説明

油圧ユニット

【課題】作動油の劣化診断におけるユーザの手間を軽減し、油圧ユニットの運転中に生じる作動油の劣化を即座に検知すること。
【解決手段】油圧ユニット10は、積算処理部51、劣化判定部55、及び警告部57を備えている。積算処理部51では、油圧ポンプ21の吐出圧力P、油圧ポンプ21の吐出流量V、及び油タンク24内の作動油の温度Tの検出値(または算出値)を用いて所定時間毎に演算が行われ、演算値が積算される。劣化判定部55では、積算処理部51の積算値が所定値に達すると、作動油が劣化したと判定される。警告部57では、劣化判定部55で作動油が劣化したと判定されると、劣化が警告される。

【発明の詳細な説明】
【技術分野】
【0001】
本発明は、作動油を油圧アクチュエータへ供給する油圧ユニットに関するものである。
【背景技術】
【0002】
従来より、油圧ユニットから油圧アクチュエータへ供給される作動油を劣化診断する装置が知られている。例えば、特許文献1には、この種の診断装置が開示されている。この診断装置は、油圧ユニットから採取された作動油のサンプルに光を照射する照射部と、該照射部からサンプルの上部と下部へそれぞれ透過した光を別々に受光する2つの受光部と、該2つの受光部から出力される光信号を解析して作動油の劣化を診断する劣化診断部とを備えている。
※ ※ ※
問題 =
• A. 油圧ユニットに関する文書で「従来より、油圧ユニットから」で始まる段落を、主な事実を残して箇条書きにまとめよ。
• B. 油圧ユニットに関する文書を、最後の文の続きから書き進めよ。
次に示す行は、油圧ユニットに関する文書とは別の出典から取ったものである。

提供資料 =
※ ※ ※
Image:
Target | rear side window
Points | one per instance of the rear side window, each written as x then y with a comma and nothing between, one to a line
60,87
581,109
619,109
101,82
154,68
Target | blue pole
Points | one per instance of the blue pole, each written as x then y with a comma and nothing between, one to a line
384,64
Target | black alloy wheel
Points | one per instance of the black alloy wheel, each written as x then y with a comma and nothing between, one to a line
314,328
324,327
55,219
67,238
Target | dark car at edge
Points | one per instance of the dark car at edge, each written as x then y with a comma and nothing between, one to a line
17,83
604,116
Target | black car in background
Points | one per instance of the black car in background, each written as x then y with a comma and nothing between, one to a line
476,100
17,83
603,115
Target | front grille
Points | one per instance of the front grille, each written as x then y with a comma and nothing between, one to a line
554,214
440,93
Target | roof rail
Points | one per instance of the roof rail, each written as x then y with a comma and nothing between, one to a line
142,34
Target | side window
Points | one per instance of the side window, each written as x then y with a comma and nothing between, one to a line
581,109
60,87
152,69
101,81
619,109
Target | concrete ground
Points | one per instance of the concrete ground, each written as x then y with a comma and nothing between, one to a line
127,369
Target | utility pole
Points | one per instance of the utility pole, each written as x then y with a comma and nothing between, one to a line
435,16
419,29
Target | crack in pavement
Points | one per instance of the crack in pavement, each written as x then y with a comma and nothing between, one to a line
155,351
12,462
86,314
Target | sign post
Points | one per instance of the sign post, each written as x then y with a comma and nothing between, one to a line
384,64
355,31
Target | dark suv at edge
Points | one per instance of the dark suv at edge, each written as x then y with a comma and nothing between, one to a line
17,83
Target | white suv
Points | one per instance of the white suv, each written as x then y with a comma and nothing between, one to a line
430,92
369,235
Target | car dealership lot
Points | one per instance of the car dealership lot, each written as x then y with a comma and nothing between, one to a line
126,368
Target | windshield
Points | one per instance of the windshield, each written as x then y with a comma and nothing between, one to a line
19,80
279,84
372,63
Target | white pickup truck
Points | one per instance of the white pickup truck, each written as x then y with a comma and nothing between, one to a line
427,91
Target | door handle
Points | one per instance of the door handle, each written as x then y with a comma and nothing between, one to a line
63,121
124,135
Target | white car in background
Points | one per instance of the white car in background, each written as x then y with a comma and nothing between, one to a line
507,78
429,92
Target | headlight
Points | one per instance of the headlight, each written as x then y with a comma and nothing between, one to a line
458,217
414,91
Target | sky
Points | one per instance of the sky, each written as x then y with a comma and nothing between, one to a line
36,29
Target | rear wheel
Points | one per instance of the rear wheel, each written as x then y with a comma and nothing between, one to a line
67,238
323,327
※ ※ ※
解答一覧 =
• A.
- 油圧ユニットから油圧アクチュエータへ供給される作動油の劣化を診断する装置が従来から知られており、特許文献1に開示されている。
- この診断装置は次の三つを備える。
  - 採取した作動油のサンプルに光を照射する照射部
  - サンプルの上部と下部をそれぞれ透過した光を別々に受光する2つの受光部
  - 2つの受光部の光信号を解析して作動油の劣化を診断する劣化診断部

• B.
【0003】
この診断装置では、作動油の劣化が進行した際に生成される酸化物(スラッジ等)や金属磨耗粉をサンプルの下部に沈降させた状態で、劣化診断が行われる。これらの物質は、一定の波長の光を吸収する性質を持っている。そのため、サンプルの下部を透過した光のスペクトルは、サンプルの上部を透過した光のスペクトルと異なるものとなる。この装置では、この2つの透過光のスペクトル差に基づいて、作動油の劣化度合が診断される。
【先行技術文献】
【特許文献】
【0004】
【特許文献1】特開2003−139696号公報
【発明の概要】
【発明が解決しようとする課題】
【0005】
しかし、特許文献1の装置を用いて作動油の劣化を診断する場合、作動油を採取して診断用のサンプルを作製するユーザの手間が大きいため、継続的な診断が難しく、定期的な診断をせざるを得なかった。そのため、例えば、油圧ユニットの運転中に作動油が急激に劣化しても、それを即座に検知することが困難であった。
【0006】
本発明は、かかる点に鑑みてなされたものであり、作動油の劣化診断におけるユーザの手間を軽減し、油圧ユニットの運転中に生じる作動油の劣化を即座に検知することを目的としている。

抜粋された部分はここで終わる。